(Labeled area outline records)

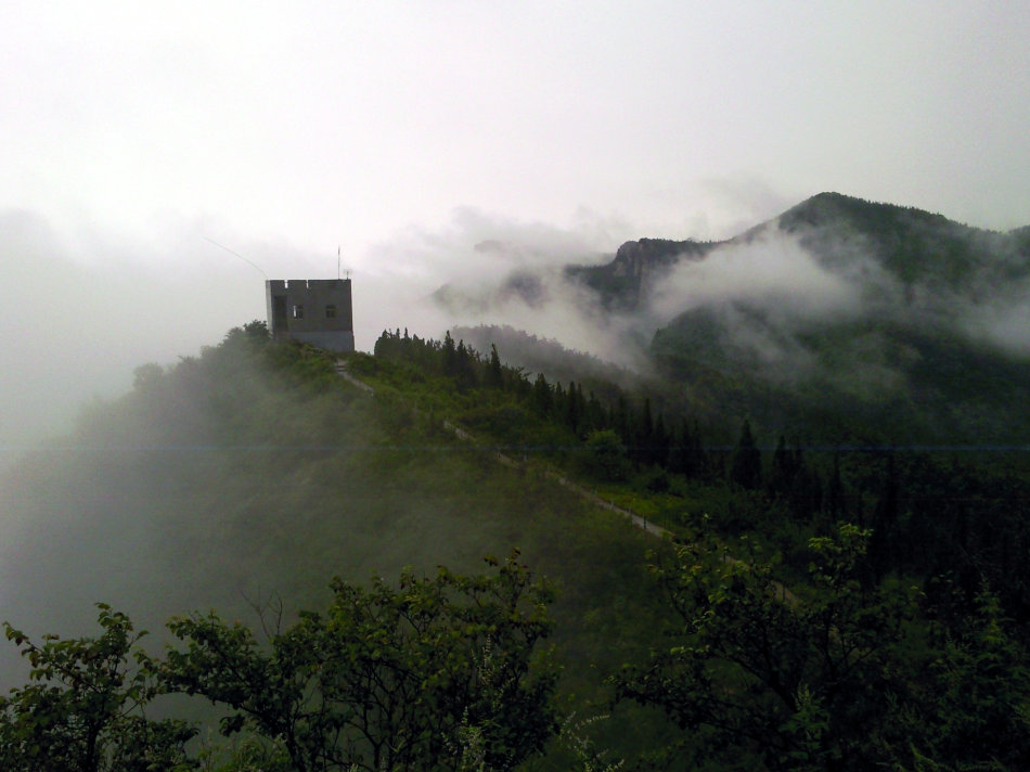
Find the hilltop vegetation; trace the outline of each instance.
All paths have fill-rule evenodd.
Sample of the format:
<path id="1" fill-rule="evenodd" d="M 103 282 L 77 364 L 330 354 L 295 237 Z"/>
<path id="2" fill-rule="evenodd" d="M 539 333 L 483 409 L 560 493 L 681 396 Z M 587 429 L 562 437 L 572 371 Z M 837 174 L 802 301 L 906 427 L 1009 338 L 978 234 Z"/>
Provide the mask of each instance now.
<path id="1" fill-rule="evenodd" d="M 621 408 L 589 393 L 580 401 L 578 385 L 530 383 L 493 355 L 480 357 L 449 337 L 384 334 L 374 357 L 348 359 L 374 387 L 370 396 L 339 378 L 332 359 L 273 344 L 254 324 L 169 371 L 142 369 L 131 395 L 83 422 L 76 451 L 79 462 L 93 456 L 94 490 L 110 491 L 130 473 L 143 490 L 162 478 L 179 487 L 172 501 L 176 486 L 166 481 L 162 507 L 136 518 L 134 544 L 104 533 L 108 551 L 165 535 L 145 554 L 145 570 L 160 577 L 152 587 L 166 596 L 155 592 L 149 601 L 136 587 L 114 600 L 134 600 L 144 616 L 181 615 L 207 605 L 213 588 L 249 574 L 285 603 L 269 605 L 263 596 L 268 644 L 253 614 L 241 625 L 223 621 L 224 609 L 217 617 L 202 610 L 172 622 L 181 643 L 166 633 L 172 648 L 152 648 L 138 666 L 120 613 L 102 610 L 99 638 L 34 643 L 24 626 L 9 629 L 37 667 L 36 680 L 3 703 L 0 737 L 10 769 L 31 767 L 34 758 L 57 759 L 62 769 L 128 769 L 130 749 L 139 751 L 132 759 L 143 757 L 139 763 L 192 764 L 189 723 L 154 723 L 136 709 L 111 713 L 90 735 L 106 744 L 104 754 L 91 751 L 95 764 L 68 762 L 85 736 L 81 718 L 95 715 L 79 699 L 81 681 L 66 678 L 66 668 L 80 666 L 76 672 L 106 685 L 104 673 L 125 673 L 124 686 L 104 692 L 115 707 L 143 706 L 165 691 L 210 697 L 221 728 L 248 737 L 221 752 L 227 770 L 508 769 L 540 750 L 530 768 L 598 769 L 601 749 L 611 761 L 651 768 L 1025 767 L 1022 569 L 992 565 L 1000 550 L 1021 554 L 1025 537 L 1020 518 L 1002 520 L 991 509 L 1001 504 L 992 490 L 1001 477 L 949 466 L 962 485 L 980 487 L 954 502 L 958 532 L 934 537 L 920 519 L 930 513 L 918 509 L 919 486 L 941 481 L 931 458 L 838 454 L 824 479 L 821 460 L 803 449 L 782 443 L 763 453 L 748 424 L 732 449 L 700 438 L 684 446 L 675 430 L 666 447 L 655 441 L 658 427 L 675 422 L 648 414 L 646 397 L 623 395 Z M 475 441 L 455 439 L 455 424 Z M 102 465 L 100 448 L 108 453 Z M 703 463 L 675 467 L 673 454 L 687 450 Z M 498 451 L 517 454 L 515 463 L 498 462 Z M 68 459 L 42 461 L 49 472 L 31 461 L 23 471 L 47 484 L 43 501 L 53 505 Z M 550 481 L 545 468 L 623 504 L 652 507 L 679 533 L 679 545 L 656 549 L 656 568 L 645 571 L 644 535 Z M 1021 483 L 1010 477 L 1007 485 Z M 132 492 L 123 502 L 132 510 L 147 500 L 143 490 L 118 489 Z M 88 504 L 82 492 L 76 491 Z M 1004 496 L 1022 498 L 1016 490 Z M 37 514 L 43 501 L 35 502 Z M 925 503 L 932 516 L 947 512 L 939 501 Z M 428 527 L 419 527 L 421 518 Z M 865 525 L 836 524 L 842 519 Z M 98 513 L 70 535 L 78 550 L 102 523 Z M 446 537 L 434 533 L 443 529 Z M 443 569 L 436 579 L 428 571 L 440 562 L 475 566 L 500 541 L 525 545 L 517 563 L 472 575 Z M 949 552 L 950 544 L 961 550 Z M 359 565 L 390 570 L 385 566 L 399 551 L 424 568 L 368 589 L 352 578 Z M 553 602 L 550 589 L 530 583 L 526 564 L 546 577 Z M 324 584 L 331 566 L 342 578 L 331 593 L 314 592 L 316 575 Z M 53 571 L 53 564 L 40 568 Z M 138 570 L 133 584 L 145 576 L 143 566 Z M 23 577 L 17 587 L 26 579 L 43 577 Z M 178 607 L 167 609 L 171 588 Z M 292 612 L 298 597 L 312 610 Z M 494 618 L 505 597 L 511 610 Z M 235 616 L 246 604 L 230 605 Z M 541 659 L 536 644 L 545 634 L 554 651 Z M 98 651 L 114 670 L 91 669 Z M 564 667 L 557 681 L 549 661 Z M 511 676 L 502 674 L 505 662 Z M 372 680 L 347 676 L 361 672 Z M 474 689 L 453 691 L 452 677 L 454 687 Z M 505 691 L 523 684 L 524 697 Z M 410 689 L 425 696 L 396 699 Z M 355 706 L 372 694 L 383 712 L 355 723 Z M 561 715 L 595 712 L 616 699 L 608 720 L 583 726 L 565 719 L 563 741 Z M 51 719 L 40 723 L 40 716 Z M 423 719 L 417 742 L 401 742 Z M 55 745 L 55 737 L 67 744 Z M 385 761 L 376 748 L 410 755 Z M 216 751 L 205 752 L 205 763 L 215 763 Z"/>
<path id="2" fill-rule="evenodd" d="M 569 275 L 646 316 L 778 239 L 846 308 L 698 295 L 646 376 L 259 322 L 140 368 L 3 480 L 4 769 L 1030 768 L 1030 365 L 977 326 L 1026 240 L 824 194 Z"/>

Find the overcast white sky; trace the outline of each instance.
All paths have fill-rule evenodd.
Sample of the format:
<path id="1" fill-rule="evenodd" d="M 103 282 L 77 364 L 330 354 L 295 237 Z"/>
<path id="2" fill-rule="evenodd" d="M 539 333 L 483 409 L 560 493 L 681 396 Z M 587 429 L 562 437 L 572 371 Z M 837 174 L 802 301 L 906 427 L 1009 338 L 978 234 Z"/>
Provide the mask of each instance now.
<path id="1" fill-rule="evenodd" d="M 494 231 L 614 252 L 826 190 L 1030 223 L 1025 2 L 4 1 L 0 29 L 0 442 L 18 400 L 263 317 L 206 239 L 273 278 L 342 245 L 368 349 Z"/>

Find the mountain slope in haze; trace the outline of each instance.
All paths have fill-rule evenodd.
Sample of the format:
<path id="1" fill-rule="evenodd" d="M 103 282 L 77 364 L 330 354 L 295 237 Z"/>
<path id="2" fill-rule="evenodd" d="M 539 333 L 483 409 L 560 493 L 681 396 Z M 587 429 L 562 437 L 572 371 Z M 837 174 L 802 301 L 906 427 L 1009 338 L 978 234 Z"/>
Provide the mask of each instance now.
<path id="1" fill-rule="evenodd" d="M 102 601 L 156 644 L 172 615 L 257 627 L 252 603 L 319 608 L 333 576 L 475 572 L 518 548 L 558 591 L 563 689 L 602 699 L 596 673 L 649 645 L 645 535 L 460 442 L 398 390 L 368 395 L 327 355 L 262 335 L 141 368 L 130 394 L 0 478 L 2 619 L 37 638 L 92 633 Z M 0 646 L 0 691 L 24 668 Z M 630 746 L 651 742 L 634 733 Z"/>
<path id="2" fill-rule="evenodd" d="M 602 265 L 510 276 L 503 304 L 478 297 L 477 323 L 538 337 L 519 364 L 567 377 L 556 338 L 703 421 L 827 443 L 1030 435 L 1013 411 L 1030 398 L 1030 228 L 821 193 L 724 242 L 641 239 Z"/>
<path id="3" fill-rule="evenodd" d="M 1025 441 L 1013 406 L 1030 397 L 1030 253 L 1018 233 L 827 193 L 725 249 L 758 271 L 788 250 L 798 287 L 730 287 L 655 334 L 655 360 L 695 401 L 735 395 L 741 413 L 831 442 Z M 691 280 L 682 271 L 679 287 Z"/>

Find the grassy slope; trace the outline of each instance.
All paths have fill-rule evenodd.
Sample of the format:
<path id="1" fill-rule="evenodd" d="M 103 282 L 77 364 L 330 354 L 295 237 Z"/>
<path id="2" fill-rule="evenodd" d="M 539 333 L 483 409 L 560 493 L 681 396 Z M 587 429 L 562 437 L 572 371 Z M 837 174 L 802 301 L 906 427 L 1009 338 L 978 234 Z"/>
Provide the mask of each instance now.
<path id="1" fill-rule="evenodd" d="M 602 702 L 602 674 L 640 658 L 657 627 L 653 544 L 308 359 L 269 368 L 231 336 L 26 460 L 0 487 L 28 524 L 0 555 L 4 618 L 72 634 L 103 600 L 151 630 L 211 606 L 253 621 L 247 597 L 318 606 L 333 575 L 476 570 L 518 546 L 559 590 L 565 693 L 580 715 Z M 654 741 L 620 710 L 630 718 L 601 724 L 606 743 Z"/>

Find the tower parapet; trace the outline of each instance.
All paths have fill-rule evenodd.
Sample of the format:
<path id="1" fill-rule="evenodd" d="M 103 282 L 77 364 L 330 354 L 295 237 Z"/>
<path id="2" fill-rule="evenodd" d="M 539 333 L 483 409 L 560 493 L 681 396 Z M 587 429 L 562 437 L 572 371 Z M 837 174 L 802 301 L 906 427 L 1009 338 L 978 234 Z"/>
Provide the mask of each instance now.
<path id="1" fill-rule="evenodd" d="M 349 279 L 272 279 L 265 282 L 265 301 L 272 337 L 355 350 Z"/>

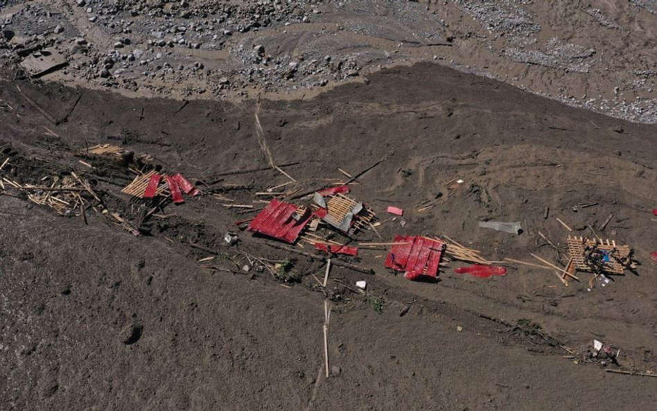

#### THE PROBLEM
Begin at the line that has "Find the grassy" and stop after the line that has "602 702 L 602". Rewrite those lines of the records with "grassy slope" changed to "grassy hillside" and nothing else altered, and return only that stretch.

#### RESULT OF THE TASK
Find the grassy hillside; trace the outline of each instance.
All paths have fill-rule evenodd.
Sample of the format:
<path id="1" fill-rule="evenodd" d="M 103 282 L 77 364 L 330 354 L 295 237 Z"/>
<path id="2" fill-rule="evenodd" d="M 539 333 L 483 409 L 560 493 L 681 396 Z M 587 429 L 562 437 L 572 371 Z M 837 174 L 802 301 L 906 427 L 1009 338 L 978 234 Z"/>
Provide the mask of each instance now.
<path id="1" fill-rule="evenodd" d="M 602 702 L 602 674 L 640 658 L 657 627 L 653 544 L 308 359 L 269 368 L 231 336 L 26 460 L 0 487 L 28 524 L 0 555 L 4 618 L 72 634 L 103 600 L 151 630 L 211 606 L 253 621 L 247 597 L 318 606 L 333 575 L 476 570 L 518 546 L 559 590 L 565 693 L 580 715 Z M 654 741 L 620 710 L 630 718 L 601 724 L 606 743 Z"/>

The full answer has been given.